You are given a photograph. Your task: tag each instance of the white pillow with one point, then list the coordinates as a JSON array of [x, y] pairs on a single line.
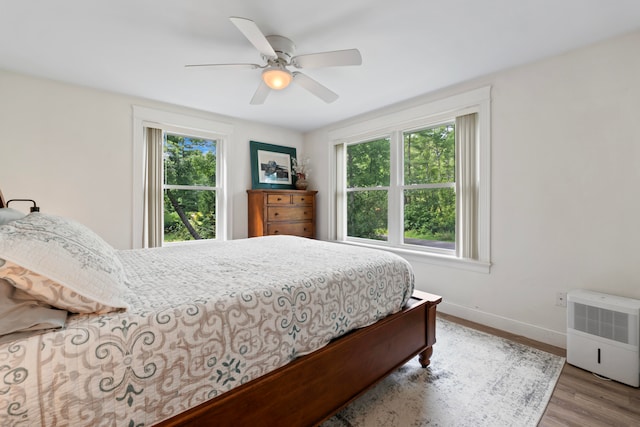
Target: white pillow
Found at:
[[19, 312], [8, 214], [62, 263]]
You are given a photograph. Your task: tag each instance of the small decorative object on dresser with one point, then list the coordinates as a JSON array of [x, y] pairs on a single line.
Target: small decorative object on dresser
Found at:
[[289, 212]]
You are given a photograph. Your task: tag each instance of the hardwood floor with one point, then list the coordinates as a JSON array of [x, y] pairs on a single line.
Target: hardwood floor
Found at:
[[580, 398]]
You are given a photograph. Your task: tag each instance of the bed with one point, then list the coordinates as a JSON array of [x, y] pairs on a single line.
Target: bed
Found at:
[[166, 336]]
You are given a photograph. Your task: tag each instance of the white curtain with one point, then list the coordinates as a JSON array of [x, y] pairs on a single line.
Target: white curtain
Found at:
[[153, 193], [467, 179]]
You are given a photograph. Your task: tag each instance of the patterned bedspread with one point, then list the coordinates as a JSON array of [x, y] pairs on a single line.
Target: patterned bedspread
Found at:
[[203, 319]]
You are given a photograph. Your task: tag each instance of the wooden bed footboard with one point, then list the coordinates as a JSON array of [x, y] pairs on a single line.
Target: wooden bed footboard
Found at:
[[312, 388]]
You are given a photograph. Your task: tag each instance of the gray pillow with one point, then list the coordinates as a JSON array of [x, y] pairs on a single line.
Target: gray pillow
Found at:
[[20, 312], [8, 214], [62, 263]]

★ ★ ★

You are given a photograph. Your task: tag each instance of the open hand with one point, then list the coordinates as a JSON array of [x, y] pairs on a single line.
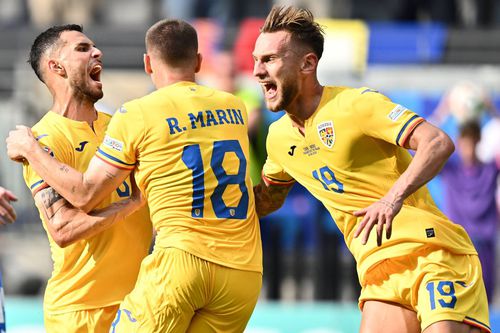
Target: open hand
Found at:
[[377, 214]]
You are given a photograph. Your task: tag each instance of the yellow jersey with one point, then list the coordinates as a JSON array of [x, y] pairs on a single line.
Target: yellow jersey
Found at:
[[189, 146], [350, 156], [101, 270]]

★ ★ ★

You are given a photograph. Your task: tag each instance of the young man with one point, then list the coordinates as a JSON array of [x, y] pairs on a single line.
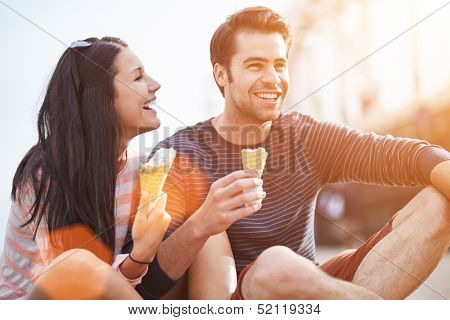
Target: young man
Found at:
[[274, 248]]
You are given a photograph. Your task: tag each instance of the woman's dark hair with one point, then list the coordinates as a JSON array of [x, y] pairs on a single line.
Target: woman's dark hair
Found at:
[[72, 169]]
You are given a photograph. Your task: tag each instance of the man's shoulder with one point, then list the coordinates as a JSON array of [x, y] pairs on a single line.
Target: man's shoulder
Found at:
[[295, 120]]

★ ★ ★

→ **Activity**
Lines holding "woman" in the material above are to be reported.

→ **Solution to this task**
You are given a photograph. Your task: tag each instance of the woman's dark hair with one point, then list the coordinates as a JSON array of [x, y] pairs on a single line.
Target: woman's dark hair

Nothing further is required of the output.